§ **Record set**
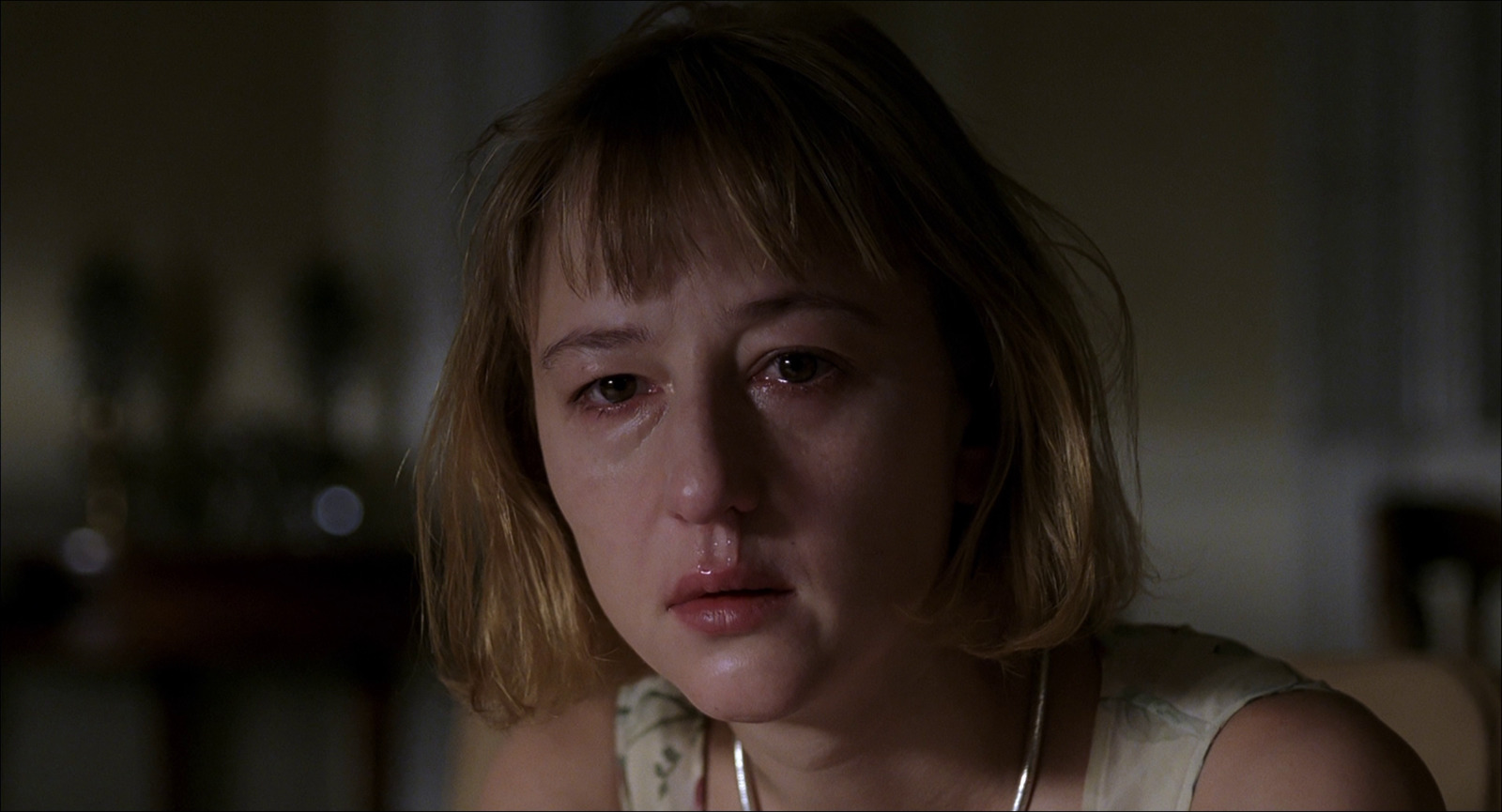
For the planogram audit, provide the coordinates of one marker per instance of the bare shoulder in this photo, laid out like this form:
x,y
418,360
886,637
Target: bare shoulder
x,y
1311,749
565,761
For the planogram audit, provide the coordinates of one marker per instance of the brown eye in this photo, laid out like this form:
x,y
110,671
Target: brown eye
x,y
796,366
616,389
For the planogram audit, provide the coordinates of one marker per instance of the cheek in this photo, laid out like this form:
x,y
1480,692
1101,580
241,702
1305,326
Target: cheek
x,y
878,493
605,506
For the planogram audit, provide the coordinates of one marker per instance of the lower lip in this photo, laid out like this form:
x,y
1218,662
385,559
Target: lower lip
x,y
730,613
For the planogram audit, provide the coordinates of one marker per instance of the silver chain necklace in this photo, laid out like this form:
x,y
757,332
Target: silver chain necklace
x,y
1025,781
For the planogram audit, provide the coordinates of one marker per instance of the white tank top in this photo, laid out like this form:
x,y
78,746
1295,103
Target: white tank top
x,y
1164,696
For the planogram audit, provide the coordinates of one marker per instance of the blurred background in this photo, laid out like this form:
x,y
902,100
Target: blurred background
x,y
229,270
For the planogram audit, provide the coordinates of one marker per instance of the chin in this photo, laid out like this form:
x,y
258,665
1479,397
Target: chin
x,y
743,686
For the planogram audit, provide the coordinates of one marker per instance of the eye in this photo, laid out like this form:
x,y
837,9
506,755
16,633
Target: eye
x,y
616,389
798,366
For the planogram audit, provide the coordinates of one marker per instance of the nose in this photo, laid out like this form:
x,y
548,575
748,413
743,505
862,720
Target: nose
x,y
713,458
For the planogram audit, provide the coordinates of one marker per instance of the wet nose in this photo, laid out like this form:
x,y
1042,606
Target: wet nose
x,y
713,458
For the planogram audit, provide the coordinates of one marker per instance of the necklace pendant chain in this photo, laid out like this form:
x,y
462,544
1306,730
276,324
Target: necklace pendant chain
x,y
1026,779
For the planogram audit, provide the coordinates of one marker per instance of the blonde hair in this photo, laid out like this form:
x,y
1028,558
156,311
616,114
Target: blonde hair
x,y
800,130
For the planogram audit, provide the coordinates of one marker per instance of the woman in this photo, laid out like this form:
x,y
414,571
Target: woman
x,y
773,467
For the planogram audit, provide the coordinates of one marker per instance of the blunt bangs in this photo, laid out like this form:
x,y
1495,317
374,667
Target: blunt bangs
x,y
801,137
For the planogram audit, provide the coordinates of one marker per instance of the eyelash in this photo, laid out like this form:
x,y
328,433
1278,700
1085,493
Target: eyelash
x,y
825,371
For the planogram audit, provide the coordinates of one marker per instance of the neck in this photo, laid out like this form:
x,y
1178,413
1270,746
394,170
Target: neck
x,y
946,736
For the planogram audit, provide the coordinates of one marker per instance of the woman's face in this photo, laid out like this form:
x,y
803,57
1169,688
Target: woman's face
x,y
759,473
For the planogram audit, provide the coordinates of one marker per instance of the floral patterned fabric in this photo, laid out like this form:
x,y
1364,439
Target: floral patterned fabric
x,y
1164,696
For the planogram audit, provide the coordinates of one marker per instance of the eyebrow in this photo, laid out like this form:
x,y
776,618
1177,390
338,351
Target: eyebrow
x,y
598,340
760,310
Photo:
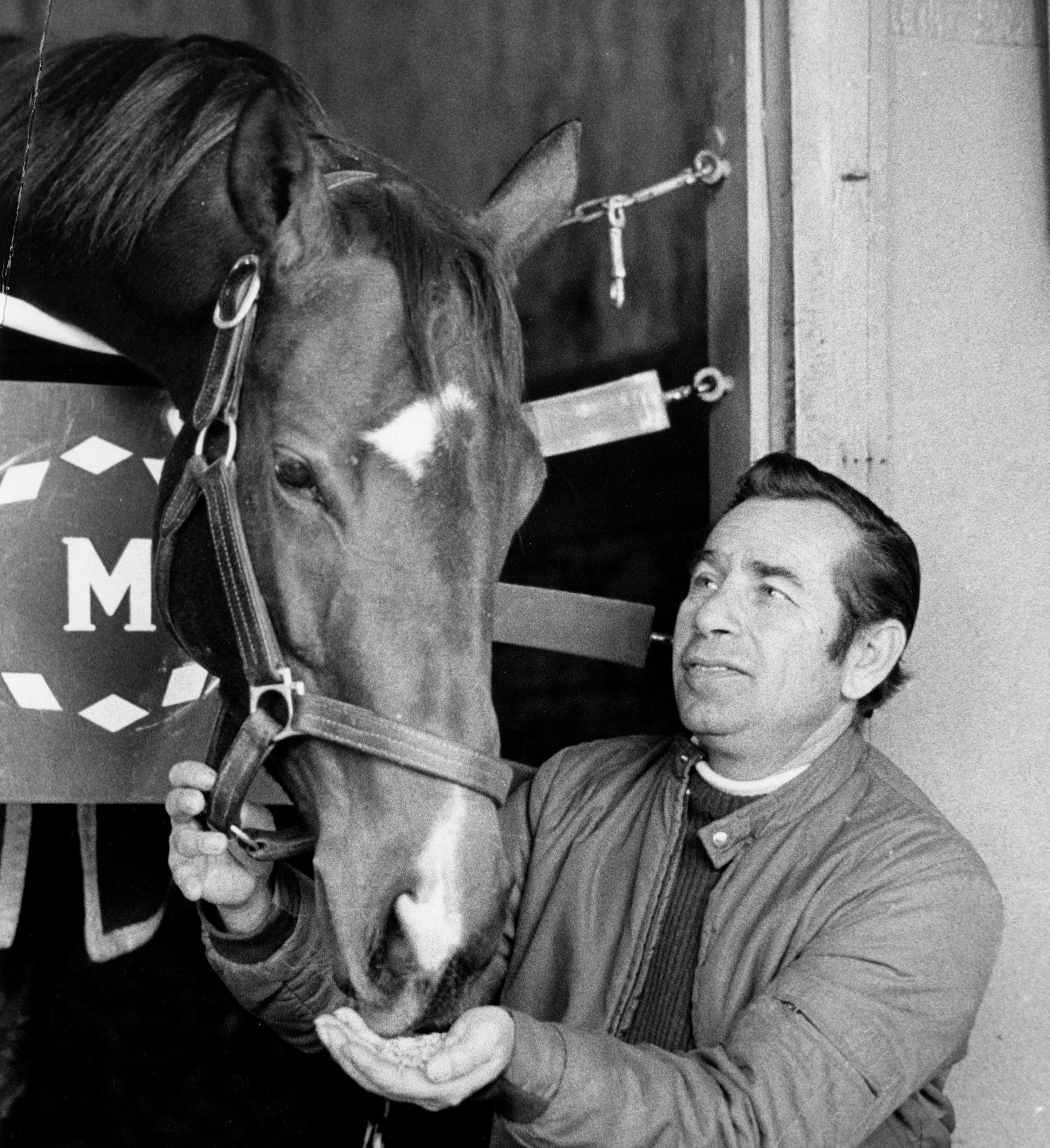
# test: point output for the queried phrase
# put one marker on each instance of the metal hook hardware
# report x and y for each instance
(618, 220)
(708, 385)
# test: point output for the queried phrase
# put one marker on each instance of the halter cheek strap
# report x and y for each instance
(270, 681)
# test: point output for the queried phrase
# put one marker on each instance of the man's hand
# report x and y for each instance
(477, 1049)
(200, 862)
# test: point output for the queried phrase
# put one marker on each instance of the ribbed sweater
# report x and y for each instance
(664, 1016)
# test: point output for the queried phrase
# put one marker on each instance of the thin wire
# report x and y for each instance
(29, 133)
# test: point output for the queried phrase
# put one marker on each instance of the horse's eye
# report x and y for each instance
(295, 475)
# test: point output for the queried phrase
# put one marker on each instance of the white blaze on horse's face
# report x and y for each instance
(410, 438)
(432, 919)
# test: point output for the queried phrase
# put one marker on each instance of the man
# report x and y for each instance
(760, 935)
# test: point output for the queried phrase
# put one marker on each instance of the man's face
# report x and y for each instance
(751, 667)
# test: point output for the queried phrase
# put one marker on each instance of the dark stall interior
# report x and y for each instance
(148, 1048)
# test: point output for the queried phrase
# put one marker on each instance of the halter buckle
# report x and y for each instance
(231, 438)
(284, 689)
(240, 291)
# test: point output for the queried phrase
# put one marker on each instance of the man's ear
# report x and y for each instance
(275, 185)
(872, 654)
(536, 196)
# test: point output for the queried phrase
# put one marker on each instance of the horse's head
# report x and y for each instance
(383, 469)
(381, 464)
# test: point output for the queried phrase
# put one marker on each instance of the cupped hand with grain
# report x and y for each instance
(434, 1072)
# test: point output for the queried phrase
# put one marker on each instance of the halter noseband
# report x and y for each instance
(262, 660)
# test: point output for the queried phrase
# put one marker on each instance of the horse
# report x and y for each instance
(360, 409)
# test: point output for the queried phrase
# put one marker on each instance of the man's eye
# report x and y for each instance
(295, 475)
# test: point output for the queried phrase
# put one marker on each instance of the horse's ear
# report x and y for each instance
(275, 184)
(535, 198)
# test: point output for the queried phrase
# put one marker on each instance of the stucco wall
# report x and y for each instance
(969, 277)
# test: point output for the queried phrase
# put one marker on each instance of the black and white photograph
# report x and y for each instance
(524, 573)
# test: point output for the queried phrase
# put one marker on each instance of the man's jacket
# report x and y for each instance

§ **Work to complete**
Leave out the pictures and give the rest of the records again exactly.

§ **Response to the exercise**
For the planogram audit, provide the coordinates of one marker per instance of the bare shoulder in this photo, laid out like this form:
x,y
418,360
886,637
Target: bare shoulder
x,y
1311,749
565,761
For the planogram audit, provide the coordinates of one marker per instance of the brown eye in this photo, laid out like this form:
x,y
110,671
Target: brown eye
x,y
796,366
616,389
For the planogram audit, provide the coordinates of one marker per instance of the cheek in this photo, laid out like this form:
x,y
1480,692
1101,580
241,702
1305,326
Target: cheek
x,y
878,493
605,506
For the planogram audit, provide the coordinates of one marker per instance of the lower lip in this photo, laid out like this form:
x,y
1218,662
385,559
Target: lower lip
x,y
730,613
For the planogram audit, provide the coordinates of one marker per instance of the silver chain necklace in this photo, laid out like this form:
x,y
757,332
Target: silver chain necklace
x,y
1025,781
For the planogram audit, provide the coordinates of one marker per instance of the white tank top in this photo, laid out like this form:
x,y
78,746
1295,103
Target: white tank top
x,y
1164,696
For the planogram audit, provide the coordinates of one marker per instance of the blurred background in this photo, laid out like this form:
x,y
902,100
Target: blurred background
x,y
229,270
For the planogram audit, provide the coordinates of one marker per instance of the chin in this photo, laid out like this form:
x,y
258,665
1479,397
Target: chin
x,y
743,686
For the planogram audit, provide the coordinates of one marker per instance of the eye in this photo, laid out like this form:
x,y
837,9
506,755
16,633
Target: eye
x,y
616,389
798,366
For the planogram audit, provide the coordinates of one marker per instance of the nose in this photo, laid out like this form:
x,y
548,575
748,413
743,505
862,720
Target: nose
x,y
713,458
For the planogram audit, provide the coordinates of one marker per instance of the wet nose in this photo, laid out like this form:
x,y
1042,606
Target: wet nose
x,y
713,458
For the planogram audit, provide the coordinates of one marker per instance of the necklace pendant chain in this photo, laid out like this form:
x,y
462,544
1306,730
276,324
Target: necklace pendant chain
x,y
1026,779
For the planogram audit, provide the coordinates of one marker per instance of the blonde hair in this photo, laid out like this form:
x,y
1028,558
156,311
616,114
Target: blonde hair
x,y
800,130
For the planogram audit, provide the coordinates of one marker per instance of the woman in this photo, laid out like this form:
x,y
414,571
Target: woman
x,y
773,467
For the planogram audit, provide the coordinates of one marker per instance of the blunt bangs in this photo, laid out like this form:
x,y
1495,317
374,667
Target: blunt bangs
x,y
801,137
For the planogram audit, provide the coordinates of one marker per instance of the eyelash in this photo, laid out like this form:
x,y
328,433
1278,700
1085,493
Target: eyelash
x,y
825,371
For the planogram audit, provide the coordinates of one marker per instance of the neck in this photo, laid out like this form:
x,y
1178,413
1270,746
394,170
Target: neck
x,y
946,736
For the planogram audit, provide the coordinates of one marker per instance of the woman's face in this photo, laid out like this form:
x,y
803,57
1169,688
Target: woman's face
x,y
759,473
For the planogram audit, provide the coordinates of one marker per instance of the floral patterned fabric in this photo, laid out like this form:
x,y
1364,439
Target: floral patterned fabric
x,y
1164,696
For the planogram audit, provide the coordinates of one marker per instance of the eyebrow in this photo, laid out like this form:
x,y
776,618
1177,390
338,351
Target: eyebrow
x,y
598,340
760,310
Photo:
# test: point output for the queried phrase
# put one marker on each instance of the metal hook hardware
# report x and y for each instance
(618, 220)
(708, 385)
# test: point output for the queried phrase
# put one marker on each instance of the halter cheek strap
# report x and y for each instance
(270, 681)
# test: point output for the queried phrase
# put one marker on each instance of the man's hand
# report x and y for each instance
(477, 1049)
(200, 862)
# test: point output for the queried phrase
# put one marker on each instance of the ribbed sweater
# report x and y for each instance
(664, 1016)
# test: point output for the queried phrase
# put one marker on each instance of the thin wire
# report x and y for each instance
(29, 133)
# test: point output for the queried phrase
# put one marker on each instance of the horse's eye
# report x and y for each instance
(295, 475)
# test: point output for the queried phrase
# put one marker on each instance of the white blaze on horse's face
# report x and y for each instance
(410, 438)
(432, 919)
# test: point output for the queried phrase
# put one marker on each instance of the man
# report x and y for each instance
(760, 935)
# test: point output for the queried phrase
# put one marker on each instance of the man's face
# report x and y for each instance
(751, 667)
# test: point output for the queried phrase
# put one marker on each instance of the dark stall interior
# report x and y for each instance
(148, 1048)
# test: point output for the queried phrase
# put one marker on each instance of the halter buckle
# report x and y for each instance
(231, 438)
(284, 689)
(240, 291)
# test: point output for the queried phrase
# put one marker on each instance of the man's ear
# report x and y for each instance
(275, 185)
(872, 654)
(536, 196)
# test: point output for the queried phrase
# put one marker on each instance of the horse's head
# report x and y for each instance
(383, 469)
(381, 464)
# test: point output for the queried phrase
# put one marker on each instance of the cupped hand with grain
# report x and y for each instance
(434, 1072)
# test: point output for the queried phrase
# put one marker on each instance of the halter noseband
# report x and y for each instance
(262, 660)
# test: point output for the queried phrase
# put one marker on each instance of the horse
# report x and y for each instance
(360, 409)
# test: point output for the queried phrase
# put one marker on each instance of the man's eye
# report x and y for each instance
(295, 475)
# test: point output for the queried phrase
# put one marker on each instance of the horse's ear
# report x and y for each instance
(275, 184)
(535, 198)
# test: point output for the queried phrase
# put one marker on each instance of the stucco wall
# report x and y for each instance
(969, 277)
# test: point output for the queried phrase
# put one marker on each instance of the black and white photograph
# report x and y for each instance
(524, 573)
# test: point output for the queried phrase
# put one marker on each instance of the man's jacket
# report x and y for each instance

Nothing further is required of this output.